Problem description:
Find each line in the listing below that contains the word "small", treating uppercase and lowercase as different, and copy those lines.

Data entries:
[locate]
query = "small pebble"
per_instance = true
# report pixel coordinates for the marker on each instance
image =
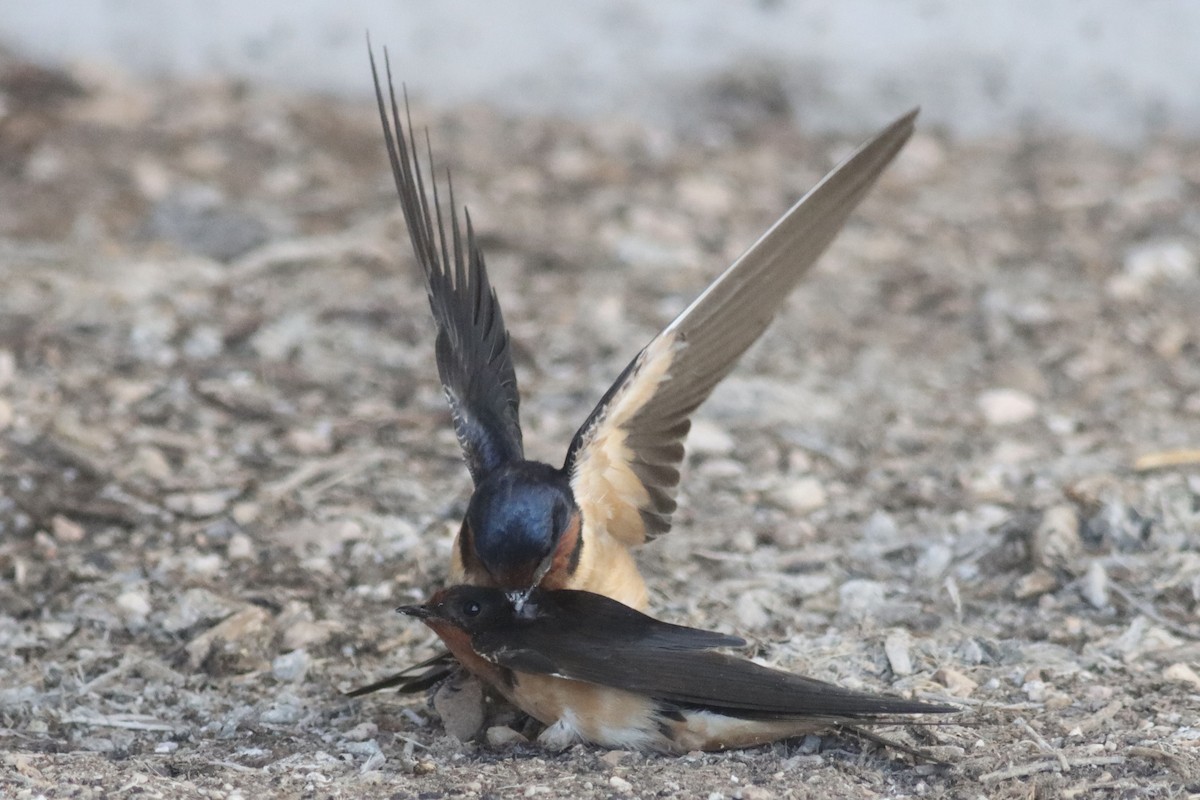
(240, 548)
(460, 703)
(955, 683)
(1035, 584)
(1055, 542)
(1095, 588)
(621, 785)
(66, 530)
(291, 666)
(895, 647)
(501, 735)
(133, 606)
(1002, 407)
(859, 597)
(1182, 673)
(801, 495)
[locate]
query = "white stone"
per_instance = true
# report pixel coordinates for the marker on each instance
(1001, 407)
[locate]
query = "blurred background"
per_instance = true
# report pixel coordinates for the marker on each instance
(1115, 70)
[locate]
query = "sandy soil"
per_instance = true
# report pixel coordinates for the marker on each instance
(961, 465)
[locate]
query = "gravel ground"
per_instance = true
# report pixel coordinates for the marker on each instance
(963, 463)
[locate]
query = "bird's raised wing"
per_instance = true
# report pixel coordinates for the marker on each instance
(594, 639)
(474, 360)
(624, 461)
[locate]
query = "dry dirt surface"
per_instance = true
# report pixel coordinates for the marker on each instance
(961, 465)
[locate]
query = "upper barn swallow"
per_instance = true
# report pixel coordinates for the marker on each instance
(573, 527)
(628, 680)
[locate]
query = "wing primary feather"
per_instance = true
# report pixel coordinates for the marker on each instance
(473, 354)
(636, 469)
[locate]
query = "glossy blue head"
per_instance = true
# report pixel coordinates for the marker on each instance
(520, 518)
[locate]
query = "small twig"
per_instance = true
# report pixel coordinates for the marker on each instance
(127, 722)
(234, 767)
(1033, 768)
(1149, 609)
(1043, 744)
(1165, 458)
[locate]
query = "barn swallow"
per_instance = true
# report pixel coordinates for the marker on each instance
(594, 669)
(574, 527)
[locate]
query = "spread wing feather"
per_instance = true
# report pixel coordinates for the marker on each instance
(474, 360)
(624, 649)
(624, 461)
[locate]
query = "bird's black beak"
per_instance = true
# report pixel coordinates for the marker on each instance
(419, 612)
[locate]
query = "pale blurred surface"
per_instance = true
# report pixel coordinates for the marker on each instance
(1110, 68)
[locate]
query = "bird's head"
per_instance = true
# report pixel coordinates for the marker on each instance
(471, 609)
(521, 529)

Correct result:
query = "small pebble"
query = "small twig"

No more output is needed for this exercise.